• **TO DO**:
1/ Rewrite the stretch of the robotaxi comment from "I'm probably not" through "would have crashed).", swapping "Austin" for "Phoenix".
2/ For each statement, say whether the robotaxi comment supports it, answering yes or no and quoting the words that decide it: (a) The writer rode in both a Waymo and a Robotaxi in Austin. (b) The writer liked the Robotaxi ride better than the Waymo ride. (c) People the writer knows tend to regard Uber as "off-brand."

I really don't think that's true. Think Uber vs. Lyft. I know I distinguish between the two even if the experience is usually about the same and people I know where this has come up in conversation generally see Lyft as "off-brand" and a little more skeevy. They only take Lyfts when it's cheaper or quicker than Uber.

I'm probably not the average consumer in this situation but I was in Austin recently and took both Waymo and Robotaxi. I significantly preferred the Waymo experience. It felt far more integrated and... complete? It also felt very safe (it avoided getting into an accident in a circumstance where I certainly would have crashed).

I hope Tesla gets their act together so that the autonomous taxi market can engage in real price discovery instead of "same price as an Uber but you don't have to tip." Surely it's lower than that especially as more and more of these vehicles get onto the road.

Unrelated to driving ability but related to the brand discussion: that graffiti font Tesla uses for Cybertruck and Robotaxi is SO ugly and cringey. That alone gives me a slight aversion.

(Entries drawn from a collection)
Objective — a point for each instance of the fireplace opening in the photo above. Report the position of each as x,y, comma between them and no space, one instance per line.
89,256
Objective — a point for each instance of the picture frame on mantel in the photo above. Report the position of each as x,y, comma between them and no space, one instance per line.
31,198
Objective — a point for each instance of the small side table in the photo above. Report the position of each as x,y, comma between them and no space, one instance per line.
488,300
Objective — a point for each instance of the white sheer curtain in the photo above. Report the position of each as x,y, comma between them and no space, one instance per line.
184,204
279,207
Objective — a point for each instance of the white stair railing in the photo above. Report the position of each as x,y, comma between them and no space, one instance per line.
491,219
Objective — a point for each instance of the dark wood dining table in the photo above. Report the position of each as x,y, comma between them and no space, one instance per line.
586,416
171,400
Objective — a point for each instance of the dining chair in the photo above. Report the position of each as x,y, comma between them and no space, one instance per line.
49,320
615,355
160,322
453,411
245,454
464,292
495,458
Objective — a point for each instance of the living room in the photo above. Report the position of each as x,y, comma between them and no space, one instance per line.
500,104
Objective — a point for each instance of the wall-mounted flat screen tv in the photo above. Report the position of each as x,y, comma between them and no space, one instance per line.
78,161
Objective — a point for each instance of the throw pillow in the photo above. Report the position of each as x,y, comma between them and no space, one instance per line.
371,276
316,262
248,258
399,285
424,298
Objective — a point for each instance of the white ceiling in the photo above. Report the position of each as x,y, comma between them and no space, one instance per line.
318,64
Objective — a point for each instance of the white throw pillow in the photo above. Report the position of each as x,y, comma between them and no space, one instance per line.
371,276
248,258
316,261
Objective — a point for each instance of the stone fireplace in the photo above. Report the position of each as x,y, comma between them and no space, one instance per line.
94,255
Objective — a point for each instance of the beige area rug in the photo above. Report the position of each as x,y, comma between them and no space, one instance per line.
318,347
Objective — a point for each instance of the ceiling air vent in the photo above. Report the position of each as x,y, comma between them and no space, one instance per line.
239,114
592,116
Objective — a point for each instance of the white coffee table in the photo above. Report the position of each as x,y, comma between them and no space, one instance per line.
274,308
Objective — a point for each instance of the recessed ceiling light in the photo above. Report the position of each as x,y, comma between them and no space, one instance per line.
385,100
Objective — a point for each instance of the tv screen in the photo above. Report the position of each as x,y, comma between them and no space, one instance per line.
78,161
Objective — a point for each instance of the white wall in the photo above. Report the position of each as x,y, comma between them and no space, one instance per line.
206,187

• **THE RESULTS**:
1/
I'm probably not the average consumer in this situation but I was in Phoenix recently and took both Waymo and Robotaxi. I significantly preferred the Waymo experience. It felt far more integrated and... complete? It also felt very safe (it avoided getting into an accident in a circumstance where I certainly would have crashed).

2/
(a) Yes: "I was in Austin recently and took both Waymo and Robotaxi."
(b) No: "I significantly preferred the Waymo experience."
(c) No: "people I know where this has come up in conversation generally see Lyft as "off-brand" and a little more skeevy."